* [QUOTED TEXT]:
━━━━━━━━━━━━━━━━

Materials and Design of Experiments

The materials applied in the experiments included representative samples of a GFRP composite mould and a 304 steel mould (both flat and 3” by 3” in size), interacting with a set of fiberglass roving (by Jushi inc) from a spool laid out in unidirectional (UD) arrangement. The moulds were made in-house and waterjet cut.

Each treatment factor (mould material, mould surface roughness, mould surface preparation, moulding temperature, and applied pressure) in the experimental design was chosen to have two levels of “high” and “low”. For example, a “high” for mould surface preparation was the application of release agent versus the “low” for no release agent. For cases using release agent, TR-102 Mold Release (supplied by TR Industries) was applied three times in a circular motion, using a wax on, wax off method to ensure full coverage on the mould surface. Each time prior to the application of the release agent in a new experiment, the mould was completely cleaned with acetone and lint-free clean cloth. The surface roughness was altered using 400 and 100 grit sand paper for low and high roughness levels, respectively. A “high” level of applied temperature factor was attributed to 40 OC, achieved using an industrial oven to heat the system before testing, as opposed to “low” of 21OC (room temperature). An average mean “high” roughness (Ra) was 0.586 µm, and an average “low” roughness was 0.072 µm for the mould surfaces (it is to note that the composite tool surface was inherently rougher than the steel tool, but for the sake of statistical analysis with fixed effects, low and high levels were defined as average). A high pressure was approximately 1.5 kPa (using extra weight on the friction tester carriage-expanded on in Section 2.2) and low pressure was approximately 0.5 kPa (self-weight of the load carriage). To have a cost-effective experimental plan, the test matrix was designed as a partial factorial of nine sets of experiments (Table 1), with three repeats of each set-up.⁹

Friction Testing

A Qualitest FPT F-1 Friction/Peel Tester and its data acquisition software was used to perform the friction tests on each of the factor combination in Table 1, both with composite mould and steel mould, each repeated three times (i.e., total of 9×2×3 tests). The friction tester (Figure 2) has three major components; the belt (1), the load carriage (2), and the load cell (3). Of the two components interacting in the test (i.e., part and tool), one is placed down and affixed to the belt (here UD fiberglass), while the load carriage holds the other component (mould). The load carriage and load cell are connected to each other via a wire. The load cell measures the friction force induced by the carriage unit. As a result, when the experiment is set up and run, the belt moves to the left and the load carriage unit remains in a constant state allowing the load cell to record the data.

━━━━━━━━━━━━━━━━

* [ACTIONS TO TAKE]:
A – According to the text on mould friction testing, what grit of sandpaper produced the high surface roughness level?
B – Extend the text on mould friction testing, picking up after its final sentence.

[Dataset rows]
━━━━━━━━━━━━━━━━

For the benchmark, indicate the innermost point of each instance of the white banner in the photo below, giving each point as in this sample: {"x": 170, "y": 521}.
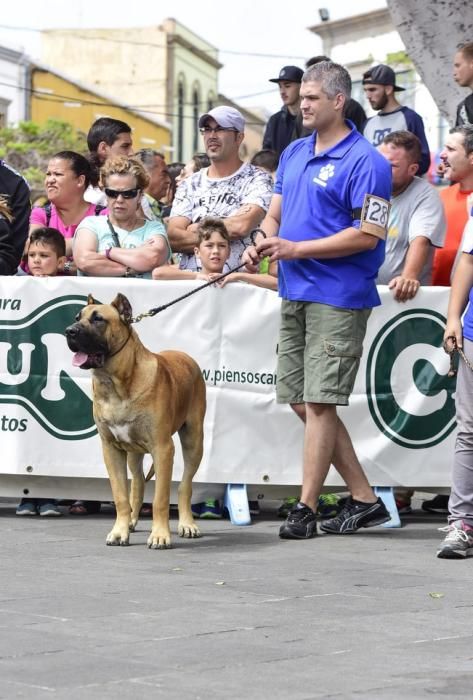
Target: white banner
{"x": 401, "y": 415}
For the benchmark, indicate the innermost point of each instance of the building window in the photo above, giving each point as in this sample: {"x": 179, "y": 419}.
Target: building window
{"x": 180, "y": 121}
{"x": 195, "y": 116}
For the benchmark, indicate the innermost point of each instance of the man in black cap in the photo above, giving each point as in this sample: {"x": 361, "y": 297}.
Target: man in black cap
{"x": 379, "y": 84}
{"x": 280, "y": 127}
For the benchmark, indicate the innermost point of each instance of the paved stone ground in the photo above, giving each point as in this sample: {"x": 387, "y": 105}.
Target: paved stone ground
{"x": 238, "y": 613}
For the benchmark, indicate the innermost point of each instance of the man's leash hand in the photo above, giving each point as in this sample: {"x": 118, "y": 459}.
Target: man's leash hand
{"x": 404, "y": 288}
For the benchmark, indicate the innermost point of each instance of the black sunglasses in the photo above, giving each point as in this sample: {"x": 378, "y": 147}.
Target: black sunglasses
{"x": 126, "y": 194}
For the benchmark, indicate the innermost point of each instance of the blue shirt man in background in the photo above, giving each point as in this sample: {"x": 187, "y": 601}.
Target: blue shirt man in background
{"x": 326, "y": 225}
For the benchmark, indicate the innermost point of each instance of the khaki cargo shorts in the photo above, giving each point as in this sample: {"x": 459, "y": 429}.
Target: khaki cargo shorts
{"x": 319, "y": 352}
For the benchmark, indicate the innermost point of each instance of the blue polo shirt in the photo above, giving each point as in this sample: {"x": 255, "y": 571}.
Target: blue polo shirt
{"x": 320, "y": 196}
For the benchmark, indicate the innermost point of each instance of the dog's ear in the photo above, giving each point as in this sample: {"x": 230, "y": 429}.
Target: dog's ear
{"x": 123, "y": 307}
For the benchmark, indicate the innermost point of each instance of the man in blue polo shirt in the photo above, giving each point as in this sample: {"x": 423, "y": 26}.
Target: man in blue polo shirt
{"x": 327, "y": 226}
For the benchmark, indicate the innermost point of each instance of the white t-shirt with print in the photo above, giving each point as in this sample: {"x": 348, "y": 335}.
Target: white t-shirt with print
{"x": 418, "y": 211}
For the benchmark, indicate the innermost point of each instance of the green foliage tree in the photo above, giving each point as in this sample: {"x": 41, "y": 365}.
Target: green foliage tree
{"x": 29, "y": 146}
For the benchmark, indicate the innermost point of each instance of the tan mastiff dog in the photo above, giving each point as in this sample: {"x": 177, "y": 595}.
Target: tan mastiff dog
{"x": 140, "y": 400}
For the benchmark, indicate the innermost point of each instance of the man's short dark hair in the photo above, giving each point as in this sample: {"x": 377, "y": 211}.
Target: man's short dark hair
{"x": 266, "y": 159}
{"x": 467, "y": 131}
{"x": 335, "y": 79}
{"x": 406, "y": 140}
{"x": 105, "y": 129}
{"x": 51, "y": 237}
{"x": 316, "y": 59}
{"x": 209, "y": 225}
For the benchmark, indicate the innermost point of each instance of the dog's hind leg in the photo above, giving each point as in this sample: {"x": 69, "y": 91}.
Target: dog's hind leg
{"x": 191, "y": 436}
{"x": 163, "y": 456}
{"x": 115, "y": 461}
{"x": 135, "y": 465}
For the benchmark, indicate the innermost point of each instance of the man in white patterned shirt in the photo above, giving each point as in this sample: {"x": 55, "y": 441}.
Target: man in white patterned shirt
{"x": 229, "y": 188}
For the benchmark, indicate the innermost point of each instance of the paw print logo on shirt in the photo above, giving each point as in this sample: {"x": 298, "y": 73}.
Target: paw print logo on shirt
{"x": 326, "y": 172}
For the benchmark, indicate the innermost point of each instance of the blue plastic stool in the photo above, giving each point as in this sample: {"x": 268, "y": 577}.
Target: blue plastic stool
{"x": 236, "y": 502}
{"x": 386, "y": 494}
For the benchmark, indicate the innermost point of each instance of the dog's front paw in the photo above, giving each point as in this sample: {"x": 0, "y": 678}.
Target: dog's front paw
{"x": 118, "y": 538}
{"x": 189, "y": 530}
{"x": 159, "y": 539}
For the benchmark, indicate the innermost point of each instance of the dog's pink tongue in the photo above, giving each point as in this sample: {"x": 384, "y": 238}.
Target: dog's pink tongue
{"x": 79, "y": 358}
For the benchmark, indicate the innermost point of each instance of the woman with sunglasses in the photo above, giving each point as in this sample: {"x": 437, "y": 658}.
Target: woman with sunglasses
{"x": 123, "y": 244}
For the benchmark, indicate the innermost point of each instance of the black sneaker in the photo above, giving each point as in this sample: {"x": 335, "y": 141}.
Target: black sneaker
{"x": 300, "y": 524}
{"x": 354, "y": 515}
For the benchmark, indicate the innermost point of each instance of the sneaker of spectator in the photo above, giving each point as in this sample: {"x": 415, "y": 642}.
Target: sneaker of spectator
{"x": 355, "y": 515}
{"x": 458, "y": 543}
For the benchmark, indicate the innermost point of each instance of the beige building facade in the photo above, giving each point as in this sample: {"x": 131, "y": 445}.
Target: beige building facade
{"x": 166, "y": 73}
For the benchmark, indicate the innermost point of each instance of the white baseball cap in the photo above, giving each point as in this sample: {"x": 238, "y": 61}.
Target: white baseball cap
{"x": 227, "y": 117}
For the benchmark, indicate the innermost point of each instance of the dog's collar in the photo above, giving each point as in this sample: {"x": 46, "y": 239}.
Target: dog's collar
{"x": 121, "y": 346}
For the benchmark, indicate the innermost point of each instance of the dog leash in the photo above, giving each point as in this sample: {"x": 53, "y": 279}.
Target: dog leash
{"x": 158, "y": 309}
{"x": 453, "y": 369}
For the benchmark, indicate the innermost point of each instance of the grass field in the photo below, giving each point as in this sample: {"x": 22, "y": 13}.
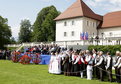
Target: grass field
{"x": 16, "y": 73}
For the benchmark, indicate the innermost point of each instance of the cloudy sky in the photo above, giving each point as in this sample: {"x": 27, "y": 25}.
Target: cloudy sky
{"x": 17, "y": 10}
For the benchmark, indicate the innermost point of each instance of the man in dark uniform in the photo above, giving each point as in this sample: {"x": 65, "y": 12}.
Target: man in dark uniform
{"x": 109, "y": 61}
{"x": 101, "y": 65}
{"x": 4, "y": 54}
{"x": 117, "y": 67}
{"x": 1, "y": 54}
{"x": 66, "y": 65}
{"x": 96, "y": 68}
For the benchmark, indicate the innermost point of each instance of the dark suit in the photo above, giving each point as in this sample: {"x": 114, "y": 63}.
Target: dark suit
{"x": 110, "y": 70}
{"x": 66, "y": 66}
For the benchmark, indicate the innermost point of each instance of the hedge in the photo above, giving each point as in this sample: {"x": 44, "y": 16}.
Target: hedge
{"x": 11, "y": 48}
{"x": 105, "y": 49}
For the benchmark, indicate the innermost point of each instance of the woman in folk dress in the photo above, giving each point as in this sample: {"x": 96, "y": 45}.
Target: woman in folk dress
{"x": 57, "y": 66}
{"x": 51, "y": 65}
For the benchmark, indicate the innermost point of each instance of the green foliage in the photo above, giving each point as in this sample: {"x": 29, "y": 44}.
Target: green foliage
{"x": 22, "y": 48}
{"x": 105, "y": 49}
{"x": 11, "y": 48}
{"x": 25, "y": 31}
{"x": 44, "y": 26}
{"x": 5, "y": 32}
{"x": 12, "y": 41}
{"x": 16, "y": 73}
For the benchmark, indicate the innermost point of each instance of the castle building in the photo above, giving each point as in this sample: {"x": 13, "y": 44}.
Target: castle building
{"x": 79, "y": 18}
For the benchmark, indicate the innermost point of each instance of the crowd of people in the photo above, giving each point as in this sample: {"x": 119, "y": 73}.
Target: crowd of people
{"x": 5, "y": 54}
{"x": 44, "y": 49}
{"x": 85, "y": 63}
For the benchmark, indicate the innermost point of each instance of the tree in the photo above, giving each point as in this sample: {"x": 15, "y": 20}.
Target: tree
{"x": 44, "y": 26}
{"x": 12, "y": 40}
{"x": 5, "y": 32}
{"x": 25, "y": 31}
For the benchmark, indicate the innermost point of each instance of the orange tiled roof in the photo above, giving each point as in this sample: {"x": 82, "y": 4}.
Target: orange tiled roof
{"x": 78, "y": 9}
{"x": 112, "y": 19}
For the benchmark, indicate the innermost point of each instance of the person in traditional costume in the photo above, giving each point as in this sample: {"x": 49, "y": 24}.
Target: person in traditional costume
{"x": 89, "y": 60}
{"x": 101, "y": 65}
{"x": 117, "y": 66}
{"x": 51, "y": 65}
{"x": 96, "y": 61}
{"x": 74, "y": 68}
{"x": 81, "y": 64}
{"x": 109, "y": 63}
{"x": 66, "y": 64}
{"x": 57, "y": 62}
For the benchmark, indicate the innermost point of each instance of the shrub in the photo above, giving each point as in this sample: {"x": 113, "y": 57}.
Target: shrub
{"x": 105, "y": 49}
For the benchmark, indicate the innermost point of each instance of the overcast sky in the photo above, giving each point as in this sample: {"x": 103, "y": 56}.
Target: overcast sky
{"x": 17, "y": 10}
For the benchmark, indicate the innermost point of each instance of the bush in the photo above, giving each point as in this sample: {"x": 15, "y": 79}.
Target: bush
{"x": 11, "y": 48}
{"x": 105, "y": 49}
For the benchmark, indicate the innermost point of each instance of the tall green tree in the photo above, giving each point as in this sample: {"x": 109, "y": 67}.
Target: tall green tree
{"x": 25, "y": 31}
{"x": 44, "y": 26}
{"x": 12, "y": 40}
{"x": 5, "y": 32}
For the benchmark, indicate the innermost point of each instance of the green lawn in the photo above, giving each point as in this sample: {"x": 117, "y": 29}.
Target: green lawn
{"x": 16, "y": 73}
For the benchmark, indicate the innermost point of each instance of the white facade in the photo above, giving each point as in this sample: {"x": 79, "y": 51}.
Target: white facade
{"x": 70, "y": 29}
{"x": 110, "y": 32}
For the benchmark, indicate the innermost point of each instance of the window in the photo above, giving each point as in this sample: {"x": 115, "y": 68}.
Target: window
{"x": 65, "y": 33}
{"x": 87, "y": 23}
{"x": 73, "y": 22}
{"x": 65, "y": 23}
{"x": 72, "y": 33}
{"x": 93, "y": 24}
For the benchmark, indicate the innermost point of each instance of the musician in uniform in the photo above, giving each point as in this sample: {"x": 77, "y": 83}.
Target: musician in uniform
{"x": 94, "y": 57}
{"x": 89, "y": 60}
{"x": 96, "y": 61}
{"x": 117, "y": 66}
{"x": 81, "y": 64}
{"x": 109, "y": 61}
{"x": 1, "y": 54}
{"x": 101, "y": 65}
{"x": 74, "y": 67}
{"x": 66, "y": 65}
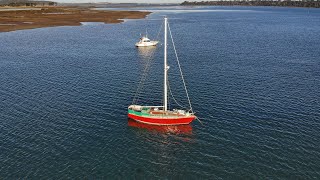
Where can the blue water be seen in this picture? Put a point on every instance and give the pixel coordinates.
(252, 75)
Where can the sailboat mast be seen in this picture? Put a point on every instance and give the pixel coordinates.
(165, 90)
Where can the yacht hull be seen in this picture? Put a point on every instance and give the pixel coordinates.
(145, 44)
(162, 120)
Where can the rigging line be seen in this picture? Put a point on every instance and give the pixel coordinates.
(143, 77)
(173, 97)
(175, 51)
(159, 30)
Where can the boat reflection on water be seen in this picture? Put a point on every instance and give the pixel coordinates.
(179, 129)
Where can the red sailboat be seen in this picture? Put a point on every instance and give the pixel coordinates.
(161, 115)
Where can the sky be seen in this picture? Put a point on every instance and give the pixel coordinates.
(123, 1)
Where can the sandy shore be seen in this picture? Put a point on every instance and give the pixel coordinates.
(18, 19)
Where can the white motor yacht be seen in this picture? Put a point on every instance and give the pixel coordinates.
(145, 41)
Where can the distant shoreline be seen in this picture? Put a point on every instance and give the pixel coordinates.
(307, 4)
(20, 18)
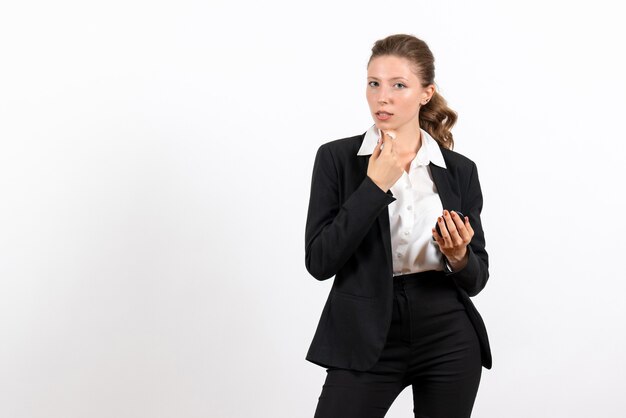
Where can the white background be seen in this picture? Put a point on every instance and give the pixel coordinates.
(155, 168)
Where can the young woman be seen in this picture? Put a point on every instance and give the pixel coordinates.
(399, 311)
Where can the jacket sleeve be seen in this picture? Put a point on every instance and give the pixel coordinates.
(334, 229)
(473, 277)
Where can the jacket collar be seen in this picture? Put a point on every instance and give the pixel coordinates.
(428, 153)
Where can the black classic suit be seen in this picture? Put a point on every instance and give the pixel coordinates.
(348, 236)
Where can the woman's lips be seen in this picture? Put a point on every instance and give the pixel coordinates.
(383, 115)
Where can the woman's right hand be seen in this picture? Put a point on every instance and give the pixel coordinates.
(384, 167)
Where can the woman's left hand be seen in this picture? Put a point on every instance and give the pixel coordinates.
(456, 235)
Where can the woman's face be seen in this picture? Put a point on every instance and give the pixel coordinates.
(392, 87)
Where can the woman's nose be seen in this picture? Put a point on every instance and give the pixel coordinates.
(383, 96)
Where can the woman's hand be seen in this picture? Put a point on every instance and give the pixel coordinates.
(456, 235)
(384, 167)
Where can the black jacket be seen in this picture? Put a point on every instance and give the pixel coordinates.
(348, 236)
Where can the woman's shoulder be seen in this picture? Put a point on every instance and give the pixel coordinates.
(345, 144)
(456, 160)
(342, 148)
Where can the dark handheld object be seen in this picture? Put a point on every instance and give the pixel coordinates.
(437, 223)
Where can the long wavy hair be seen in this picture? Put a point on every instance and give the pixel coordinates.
(435, 117)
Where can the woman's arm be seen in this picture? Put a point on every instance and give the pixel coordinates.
(334, 229)
(473, 277)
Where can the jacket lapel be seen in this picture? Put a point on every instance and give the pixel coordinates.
(449, 199)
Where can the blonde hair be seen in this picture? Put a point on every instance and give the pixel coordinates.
(435, 117)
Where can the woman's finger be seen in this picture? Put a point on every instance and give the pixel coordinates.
(455, 238)
(445, 236)
(469, 227)
(460, 227)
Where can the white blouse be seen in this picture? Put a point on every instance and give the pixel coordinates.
(414, 212)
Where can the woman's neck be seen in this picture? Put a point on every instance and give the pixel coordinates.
(408, 140)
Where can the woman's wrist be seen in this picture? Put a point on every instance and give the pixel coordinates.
(460, 263)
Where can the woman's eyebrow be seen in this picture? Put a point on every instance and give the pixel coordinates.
(393, 78)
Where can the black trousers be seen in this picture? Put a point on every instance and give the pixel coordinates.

━━━━━━━━━━━━━━━━

* [SOLVED PROBLEMS]:
A – 100 grit sandpaper.

B –
Figure 2 (A) FPT-F1 experimental set-up (1: belt, 2: the load carriage, 3: load cell), with UD fibers laid on the belt and the flat mould attached to the load carriage;
(B) Close-up image of composite mould attachment to the carriage;
(C) Sample of obtained force-displacement response.

All tests were performed at a quasi-static carriage speed of u=5 mm/s. The normal force, N, based on the total mass, m, of the carriage (including mould) was used to estimate the corresponding friction coefficient, $\mu$ , based on the force, $F$ , measured from the device:

$N=mg$     (1)

$\mu =\frac{F}{N}$   (2)

A sample measured dataset by the FPT-F1 is shown in Figure 2. The coefficient of static friction is found by using the peak value of the force. The dynamic coefficient of friction is approximated by taking an average line in the secondary portion of the force-displacement response (after the static force drop), where the system dynamics is stabilised.

After running all 54 friction tests (Appendices A and B), a series of fractional-factorial ANOVA analysis were run to find the significance of each input parameter on the static and dynamic coefficients of friction. Throughout the subsequent analyses the interaction factor %contributions were generally low and ignored during P-value calculations/de-aliasing of individual factors.

Metal Mould-Fiberglass Interaction (Static)

Table 2 shows the ANOVA results of the steel mould-UD fibreglass system, for the static coefficient of friction with the significance level of α=0.05. The results indicate that roughness, surface preparation, and pressure have high contributions to the coefficient of static friction, under this manufacturing set-up. The applied pressure on the fibers shows a significant effect (p-value<5%), but relatively moderate compared to the highest effect that is coming from the use of release agent (stickiness at the tool-part interface). Note that statistically, the order of significant effects may be judged from the percentage contributions. Similarly, it is quite reasonable that roughness has a very high significance, as the more coarse and unsteady the tool-part surface becomes, the more resistance to relative mobility, hence causing a higher coefficient of friction. The temperature, in the tested range (21 OC - 40 OC), has had no significance.

Metal Mould-Fiberglass Interaction (Dynamic)

Similar to the previous section, the test data were analysed to evaluate the variation of coefficient of dynamic friction in the steel mould-UD fibreglass system. Table 3 indicates that the pressure is the only significant factor in this case, while the other factors’ effect is lower than the random error/noise in the tests at α=0.05. Although Eq. (2) suggests that theoretically normal force (N) alone should not have any effect on a constant-µ state, a hypothesis can be made on why the present set of results proves otherwise. That is, although effort was made to use non-crimped fibre strands to limit the waviness, they are not perfectly straightened/aligned and the samples tested with low pressure allow air gaps to be formed between the fibers and friction tester belt. In that case the applied force, F, would be partially associated with the local bending of fibers under the load carriage. Increasing the normal pressure, readily de-crimps/straightens the fiber tow and closes the air gaps, and hence creating a lower resistance to the horizontal shear mobility. It has been also reported that at very high pressures the transverse compaction of tows can increase the effective transverse Young’s modulus.¹⁰ It is worth noting that in the static case (Table 2), the pressure also had a significant effect, but to a much lesser degree when compared to the dynamic case.

 Composite Mould-Fiberglass Interaction (Static)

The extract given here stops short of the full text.